**PROBLEM DESCRIPTION:**
In the records below, locate the line containing "Mark the decorative", then output that line and all later lines exactly, through the last one.

++++ RAW DATA

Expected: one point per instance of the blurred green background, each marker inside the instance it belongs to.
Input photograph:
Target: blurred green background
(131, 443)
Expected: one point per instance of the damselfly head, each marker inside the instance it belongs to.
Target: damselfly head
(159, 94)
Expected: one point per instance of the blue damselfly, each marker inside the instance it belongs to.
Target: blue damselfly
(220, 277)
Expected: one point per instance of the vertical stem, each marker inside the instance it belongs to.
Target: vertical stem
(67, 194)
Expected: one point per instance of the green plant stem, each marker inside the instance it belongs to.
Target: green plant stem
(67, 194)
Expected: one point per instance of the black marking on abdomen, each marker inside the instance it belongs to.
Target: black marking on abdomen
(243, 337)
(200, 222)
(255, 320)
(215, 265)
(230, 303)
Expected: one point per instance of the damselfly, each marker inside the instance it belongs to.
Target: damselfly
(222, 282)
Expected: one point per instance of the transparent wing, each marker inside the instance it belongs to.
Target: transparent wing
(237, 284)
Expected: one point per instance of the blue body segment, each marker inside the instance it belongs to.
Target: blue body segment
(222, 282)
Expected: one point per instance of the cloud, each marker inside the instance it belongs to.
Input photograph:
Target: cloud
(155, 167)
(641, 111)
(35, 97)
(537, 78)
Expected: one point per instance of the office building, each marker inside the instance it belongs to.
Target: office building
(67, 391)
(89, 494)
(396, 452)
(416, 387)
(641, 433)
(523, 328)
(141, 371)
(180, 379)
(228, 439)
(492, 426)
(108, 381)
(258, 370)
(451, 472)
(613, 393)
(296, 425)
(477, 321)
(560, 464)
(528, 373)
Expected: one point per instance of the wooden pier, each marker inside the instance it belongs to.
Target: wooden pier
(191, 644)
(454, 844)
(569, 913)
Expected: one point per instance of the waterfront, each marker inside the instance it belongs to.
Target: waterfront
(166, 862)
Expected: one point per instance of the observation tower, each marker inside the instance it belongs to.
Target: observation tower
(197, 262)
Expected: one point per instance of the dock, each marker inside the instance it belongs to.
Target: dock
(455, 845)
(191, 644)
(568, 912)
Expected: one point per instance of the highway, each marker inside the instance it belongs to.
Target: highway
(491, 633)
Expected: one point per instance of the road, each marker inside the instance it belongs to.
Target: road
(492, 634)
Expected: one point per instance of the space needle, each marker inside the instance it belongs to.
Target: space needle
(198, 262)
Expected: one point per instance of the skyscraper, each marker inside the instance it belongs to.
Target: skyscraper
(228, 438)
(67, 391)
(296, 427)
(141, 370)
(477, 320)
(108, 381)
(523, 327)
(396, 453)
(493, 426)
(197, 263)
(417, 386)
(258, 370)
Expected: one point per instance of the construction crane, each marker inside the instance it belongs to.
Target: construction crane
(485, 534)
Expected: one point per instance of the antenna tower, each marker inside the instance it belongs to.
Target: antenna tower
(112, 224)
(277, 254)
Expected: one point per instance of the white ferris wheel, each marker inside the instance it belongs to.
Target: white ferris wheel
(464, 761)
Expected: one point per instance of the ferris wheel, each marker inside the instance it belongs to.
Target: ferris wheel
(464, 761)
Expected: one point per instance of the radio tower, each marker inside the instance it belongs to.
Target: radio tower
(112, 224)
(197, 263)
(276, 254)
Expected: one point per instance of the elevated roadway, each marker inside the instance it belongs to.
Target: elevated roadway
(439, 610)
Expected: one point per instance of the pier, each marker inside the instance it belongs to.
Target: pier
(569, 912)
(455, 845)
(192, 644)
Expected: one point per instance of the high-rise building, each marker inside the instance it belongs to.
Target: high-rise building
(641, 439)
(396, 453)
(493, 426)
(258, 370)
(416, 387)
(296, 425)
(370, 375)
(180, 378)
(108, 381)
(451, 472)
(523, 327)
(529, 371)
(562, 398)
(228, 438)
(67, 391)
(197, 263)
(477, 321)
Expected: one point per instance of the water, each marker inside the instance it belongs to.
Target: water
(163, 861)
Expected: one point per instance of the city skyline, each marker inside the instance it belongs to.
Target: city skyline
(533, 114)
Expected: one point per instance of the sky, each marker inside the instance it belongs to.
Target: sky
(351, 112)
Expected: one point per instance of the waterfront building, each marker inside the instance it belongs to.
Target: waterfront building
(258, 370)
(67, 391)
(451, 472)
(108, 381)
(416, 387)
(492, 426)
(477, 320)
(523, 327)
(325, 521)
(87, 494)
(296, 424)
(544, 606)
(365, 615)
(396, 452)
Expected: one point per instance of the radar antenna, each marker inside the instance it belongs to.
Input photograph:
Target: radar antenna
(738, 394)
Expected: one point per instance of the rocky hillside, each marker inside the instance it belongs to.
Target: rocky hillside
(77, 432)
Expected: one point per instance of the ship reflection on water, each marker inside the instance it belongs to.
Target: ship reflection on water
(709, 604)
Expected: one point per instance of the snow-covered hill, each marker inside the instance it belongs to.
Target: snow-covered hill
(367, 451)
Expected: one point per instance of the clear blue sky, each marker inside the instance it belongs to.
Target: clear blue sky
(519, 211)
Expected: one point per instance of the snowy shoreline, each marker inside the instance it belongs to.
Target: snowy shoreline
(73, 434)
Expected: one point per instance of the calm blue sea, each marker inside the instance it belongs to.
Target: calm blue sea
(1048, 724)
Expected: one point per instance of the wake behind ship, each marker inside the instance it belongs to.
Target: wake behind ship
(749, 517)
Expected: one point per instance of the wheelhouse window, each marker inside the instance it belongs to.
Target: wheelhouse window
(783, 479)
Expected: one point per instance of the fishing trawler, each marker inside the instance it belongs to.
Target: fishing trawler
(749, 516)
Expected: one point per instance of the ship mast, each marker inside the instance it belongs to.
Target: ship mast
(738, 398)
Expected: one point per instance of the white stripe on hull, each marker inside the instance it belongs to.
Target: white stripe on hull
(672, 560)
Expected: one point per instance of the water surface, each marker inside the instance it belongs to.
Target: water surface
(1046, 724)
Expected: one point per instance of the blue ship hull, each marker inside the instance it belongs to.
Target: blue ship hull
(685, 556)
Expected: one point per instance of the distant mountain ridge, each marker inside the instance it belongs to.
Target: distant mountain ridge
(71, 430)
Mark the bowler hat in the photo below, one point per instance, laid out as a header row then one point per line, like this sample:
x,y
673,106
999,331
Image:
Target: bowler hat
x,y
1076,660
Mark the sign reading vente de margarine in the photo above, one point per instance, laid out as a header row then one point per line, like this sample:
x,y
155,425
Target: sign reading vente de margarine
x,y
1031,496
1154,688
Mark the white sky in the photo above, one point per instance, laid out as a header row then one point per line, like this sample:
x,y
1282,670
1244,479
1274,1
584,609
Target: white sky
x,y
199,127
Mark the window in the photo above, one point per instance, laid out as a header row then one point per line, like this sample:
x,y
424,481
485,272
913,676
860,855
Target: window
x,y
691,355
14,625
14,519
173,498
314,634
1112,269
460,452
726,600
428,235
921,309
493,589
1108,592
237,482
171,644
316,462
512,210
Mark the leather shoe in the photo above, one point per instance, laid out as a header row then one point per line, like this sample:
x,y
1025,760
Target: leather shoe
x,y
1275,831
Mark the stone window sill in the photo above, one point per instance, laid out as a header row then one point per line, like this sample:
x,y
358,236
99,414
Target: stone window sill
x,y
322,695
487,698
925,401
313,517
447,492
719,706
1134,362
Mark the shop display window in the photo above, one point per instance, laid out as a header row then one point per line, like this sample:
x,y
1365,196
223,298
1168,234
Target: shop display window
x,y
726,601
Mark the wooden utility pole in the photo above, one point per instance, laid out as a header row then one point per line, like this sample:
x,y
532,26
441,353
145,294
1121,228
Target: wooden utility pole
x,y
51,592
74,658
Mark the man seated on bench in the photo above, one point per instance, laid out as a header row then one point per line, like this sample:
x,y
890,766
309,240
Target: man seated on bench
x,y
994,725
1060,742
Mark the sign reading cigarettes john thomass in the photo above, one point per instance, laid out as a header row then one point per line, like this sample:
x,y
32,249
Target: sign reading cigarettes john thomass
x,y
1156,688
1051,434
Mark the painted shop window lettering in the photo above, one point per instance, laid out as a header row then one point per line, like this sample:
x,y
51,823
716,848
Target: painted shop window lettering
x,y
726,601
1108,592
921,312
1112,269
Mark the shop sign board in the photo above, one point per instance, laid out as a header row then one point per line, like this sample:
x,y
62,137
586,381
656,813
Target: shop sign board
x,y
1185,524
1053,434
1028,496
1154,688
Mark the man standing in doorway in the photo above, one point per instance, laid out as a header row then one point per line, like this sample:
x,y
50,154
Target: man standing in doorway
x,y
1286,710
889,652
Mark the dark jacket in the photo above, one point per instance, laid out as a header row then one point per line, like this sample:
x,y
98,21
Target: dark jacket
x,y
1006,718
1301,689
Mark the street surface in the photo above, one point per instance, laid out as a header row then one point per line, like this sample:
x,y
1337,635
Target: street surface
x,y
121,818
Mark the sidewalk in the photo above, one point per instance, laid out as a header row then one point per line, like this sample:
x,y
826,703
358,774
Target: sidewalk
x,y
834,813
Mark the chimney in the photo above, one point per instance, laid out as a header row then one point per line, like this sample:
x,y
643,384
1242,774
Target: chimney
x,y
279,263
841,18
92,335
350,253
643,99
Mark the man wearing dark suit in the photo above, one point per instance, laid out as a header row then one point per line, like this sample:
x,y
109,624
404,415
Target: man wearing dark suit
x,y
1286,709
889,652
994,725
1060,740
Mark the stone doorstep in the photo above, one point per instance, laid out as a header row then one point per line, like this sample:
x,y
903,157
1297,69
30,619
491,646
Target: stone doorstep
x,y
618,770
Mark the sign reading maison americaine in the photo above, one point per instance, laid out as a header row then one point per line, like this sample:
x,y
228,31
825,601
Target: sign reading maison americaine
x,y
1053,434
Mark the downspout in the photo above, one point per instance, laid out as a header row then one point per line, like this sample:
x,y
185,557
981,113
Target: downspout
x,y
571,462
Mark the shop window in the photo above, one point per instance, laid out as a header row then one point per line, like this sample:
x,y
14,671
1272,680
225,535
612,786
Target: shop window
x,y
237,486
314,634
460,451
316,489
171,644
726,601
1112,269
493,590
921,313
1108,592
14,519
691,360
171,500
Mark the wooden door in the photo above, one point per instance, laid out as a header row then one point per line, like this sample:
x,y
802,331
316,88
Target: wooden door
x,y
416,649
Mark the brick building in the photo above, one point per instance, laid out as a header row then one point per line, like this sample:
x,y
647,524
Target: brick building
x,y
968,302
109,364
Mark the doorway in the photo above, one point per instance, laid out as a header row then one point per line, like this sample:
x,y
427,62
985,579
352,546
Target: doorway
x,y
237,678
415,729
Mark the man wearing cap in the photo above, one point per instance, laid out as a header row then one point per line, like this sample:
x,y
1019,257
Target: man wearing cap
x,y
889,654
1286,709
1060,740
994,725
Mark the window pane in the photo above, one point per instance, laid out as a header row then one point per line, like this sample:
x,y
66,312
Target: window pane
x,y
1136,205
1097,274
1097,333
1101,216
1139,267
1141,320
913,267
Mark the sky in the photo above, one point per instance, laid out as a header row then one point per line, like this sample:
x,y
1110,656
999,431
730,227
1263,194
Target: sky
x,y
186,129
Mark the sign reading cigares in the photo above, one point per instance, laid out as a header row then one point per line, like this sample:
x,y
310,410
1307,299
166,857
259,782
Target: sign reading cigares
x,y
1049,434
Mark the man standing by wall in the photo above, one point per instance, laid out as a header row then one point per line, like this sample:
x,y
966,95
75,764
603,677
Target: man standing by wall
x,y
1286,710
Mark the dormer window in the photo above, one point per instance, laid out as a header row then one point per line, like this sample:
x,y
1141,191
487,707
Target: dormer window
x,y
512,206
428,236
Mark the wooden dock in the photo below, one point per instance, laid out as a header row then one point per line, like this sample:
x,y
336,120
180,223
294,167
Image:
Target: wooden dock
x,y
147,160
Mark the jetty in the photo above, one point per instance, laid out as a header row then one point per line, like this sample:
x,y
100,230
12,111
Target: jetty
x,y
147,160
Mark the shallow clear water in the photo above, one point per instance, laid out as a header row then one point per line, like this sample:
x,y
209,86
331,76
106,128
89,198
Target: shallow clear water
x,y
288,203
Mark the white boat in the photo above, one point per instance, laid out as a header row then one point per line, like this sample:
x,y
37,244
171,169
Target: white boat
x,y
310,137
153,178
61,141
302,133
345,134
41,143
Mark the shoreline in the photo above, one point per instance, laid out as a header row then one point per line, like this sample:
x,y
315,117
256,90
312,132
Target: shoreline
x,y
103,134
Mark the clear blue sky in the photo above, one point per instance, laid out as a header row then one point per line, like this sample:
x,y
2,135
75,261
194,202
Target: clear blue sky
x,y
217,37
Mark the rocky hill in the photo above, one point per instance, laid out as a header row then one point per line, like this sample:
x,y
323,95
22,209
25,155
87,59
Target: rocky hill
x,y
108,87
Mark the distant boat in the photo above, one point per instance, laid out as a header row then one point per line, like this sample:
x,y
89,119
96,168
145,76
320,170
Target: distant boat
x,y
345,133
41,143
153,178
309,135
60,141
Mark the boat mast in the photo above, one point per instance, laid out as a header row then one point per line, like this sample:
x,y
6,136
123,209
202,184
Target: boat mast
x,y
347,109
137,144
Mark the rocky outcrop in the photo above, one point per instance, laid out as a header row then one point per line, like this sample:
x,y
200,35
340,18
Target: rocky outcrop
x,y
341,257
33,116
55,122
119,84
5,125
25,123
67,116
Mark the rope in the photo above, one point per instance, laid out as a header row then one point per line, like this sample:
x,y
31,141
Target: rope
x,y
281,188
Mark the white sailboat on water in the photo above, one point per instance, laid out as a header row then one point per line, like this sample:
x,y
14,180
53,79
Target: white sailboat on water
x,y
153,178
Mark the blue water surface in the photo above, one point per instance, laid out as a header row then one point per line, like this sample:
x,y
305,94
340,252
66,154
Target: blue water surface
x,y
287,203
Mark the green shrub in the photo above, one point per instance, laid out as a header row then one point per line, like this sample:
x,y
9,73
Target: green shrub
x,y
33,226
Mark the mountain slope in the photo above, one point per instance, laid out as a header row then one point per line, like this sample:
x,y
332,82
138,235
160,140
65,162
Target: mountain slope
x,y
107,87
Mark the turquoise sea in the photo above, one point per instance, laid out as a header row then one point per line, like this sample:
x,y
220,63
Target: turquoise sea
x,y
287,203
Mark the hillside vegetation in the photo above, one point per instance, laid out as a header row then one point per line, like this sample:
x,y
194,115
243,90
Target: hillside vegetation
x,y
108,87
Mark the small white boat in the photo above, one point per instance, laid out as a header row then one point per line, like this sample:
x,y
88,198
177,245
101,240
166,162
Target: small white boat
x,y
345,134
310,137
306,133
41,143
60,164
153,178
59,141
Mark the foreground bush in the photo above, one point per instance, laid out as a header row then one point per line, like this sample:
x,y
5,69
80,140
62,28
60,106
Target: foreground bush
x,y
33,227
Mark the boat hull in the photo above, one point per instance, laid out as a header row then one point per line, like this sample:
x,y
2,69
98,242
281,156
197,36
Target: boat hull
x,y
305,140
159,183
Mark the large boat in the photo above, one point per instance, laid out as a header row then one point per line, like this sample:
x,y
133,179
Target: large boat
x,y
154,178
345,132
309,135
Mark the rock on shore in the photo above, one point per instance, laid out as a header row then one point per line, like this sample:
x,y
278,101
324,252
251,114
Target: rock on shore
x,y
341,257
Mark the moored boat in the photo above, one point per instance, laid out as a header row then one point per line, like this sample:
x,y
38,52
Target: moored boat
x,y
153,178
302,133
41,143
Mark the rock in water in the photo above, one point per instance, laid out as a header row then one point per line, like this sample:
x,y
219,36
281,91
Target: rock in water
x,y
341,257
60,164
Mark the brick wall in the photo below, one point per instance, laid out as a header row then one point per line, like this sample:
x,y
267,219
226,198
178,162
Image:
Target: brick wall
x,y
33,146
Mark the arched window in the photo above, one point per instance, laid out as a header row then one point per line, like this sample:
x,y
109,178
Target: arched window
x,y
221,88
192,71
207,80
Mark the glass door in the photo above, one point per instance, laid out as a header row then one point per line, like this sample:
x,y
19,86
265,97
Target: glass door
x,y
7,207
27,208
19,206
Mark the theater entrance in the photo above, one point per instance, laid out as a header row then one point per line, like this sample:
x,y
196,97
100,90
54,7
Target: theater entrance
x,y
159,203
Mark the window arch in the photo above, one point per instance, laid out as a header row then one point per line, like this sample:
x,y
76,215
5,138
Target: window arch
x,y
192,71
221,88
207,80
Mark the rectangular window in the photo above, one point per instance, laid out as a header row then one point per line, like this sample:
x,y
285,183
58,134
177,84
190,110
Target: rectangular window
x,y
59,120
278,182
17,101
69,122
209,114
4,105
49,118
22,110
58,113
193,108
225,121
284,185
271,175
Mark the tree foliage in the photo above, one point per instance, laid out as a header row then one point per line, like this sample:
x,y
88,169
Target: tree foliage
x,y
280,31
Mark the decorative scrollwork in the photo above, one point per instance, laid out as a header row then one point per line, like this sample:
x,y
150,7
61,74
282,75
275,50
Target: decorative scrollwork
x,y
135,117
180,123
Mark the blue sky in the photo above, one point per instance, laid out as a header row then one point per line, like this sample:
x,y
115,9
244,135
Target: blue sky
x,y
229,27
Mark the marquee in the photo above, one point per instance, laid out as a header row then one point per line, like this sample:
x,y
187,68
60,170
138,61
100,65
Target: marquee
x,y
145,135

++++++++

**ANSWER TO THIS PROBLEM:**
Mark the decorative scrollwork in the photo above, one point per instance, laid out as a header row then one point per line, like this sample:
x,y
150,7
61,74
282,75
275,50
Target: decorative scrollwork
x,y
135,117
180,123
Mark the blue sky in the photo above, one point per instance, laid out as a header row then one point per line, like this sample:
x,y
115,9
244,135
Target: blue sky
x,y
229,27
Mark the marquee in the photo above, one point per instance, laid out as a header row then one point per line, like this sample:
x,y
187,68
60,170
138,61
100,65
Target: marquee
x,y
145,135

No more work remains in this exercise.